→ **REQUESTS**:
**1.** Transcribe the point labeling rows line for line, keeping every character as it appears.
**2.** Write the next part of the passage on gender roles, picking up right after its final sentence.

→ **READING PASSAGE**:
★ ★ ★ ★ ★ ★ ★
In the absence of a good man, the mother, of course, must take up the burdens of the man also. To do this, she must earn the qualities of being able to provide, lead, and protect, for these qualities can only be earned. In the process of taking on this dual role, she may sacrifice some elements of the divine feminine and become hardened as a mother. This inevitably affects the child. Single mothers are exemplary people who go through more hardship than most people. Nevertheless, in our admiration for this person's tenacity and strength of spirit, we shouldn't delude ourselves that a single mother is an ideal situation for a child to grow up in. The ideal is to have a good mother and a good father, each fulfilling their roles to the best of their ability.

Be Yourself 

We’re reticent to speak about gender roles because they imply restriction in a culture that, at least semantically, appears to prioritize freedom. Even if every role were permitted to everyone, we would find that, because of the natural differences in the predilections, desires, and strengths between men and women, men and women gravitate toward different roles. The greatest lie that Enlightenment French philosophy has permitted to fester in the collective psyche is that we're born as a blank slate that we can write upon with sheer will alone. It’s the lie that denies our very nature.
★ ★ ★ ★ ★ ★ ★
Point labeling dataset excerpts:
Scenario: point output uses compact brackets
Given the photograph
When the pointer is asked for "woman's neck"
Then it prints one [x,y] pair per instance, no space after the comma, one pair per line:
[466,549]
★ ★ ★ ★ ★ ★ ★
→ **OUTPUTS BY TASK**:
**1.**
Scenario: point output uses compact brackets
Given the photograph
When the pointer is asked for "woman's neck"
Then it prints one [x,y] pair per instance, no space after the comma, one pair per line:
[466,549]

**2.**
The more effort you expend rejecting your natural desires, the less energy you will have to become the best version of yourself.

Nature isn’t an imperative directive about how to live, but it does determine what your innate desires are, and these are difficult to reject. The more effort that you expend living your life rejecting your natural desires, the less energy you will inevitably have to become the best version of yourself. When we attempt to be what isn’t our nature, we play a mediocre imitation at best and at worst squander the authentic version of ourselves.

Closing Thoughts

The female hero story is not a hero story at all. This is because at no point is it appropriate for a woman to measure her success by how good of a man she is, and this applies also to the archetypes she uses to frame her ideals. The female myth is about preservation and refinement of the divine feminine that she’s born with.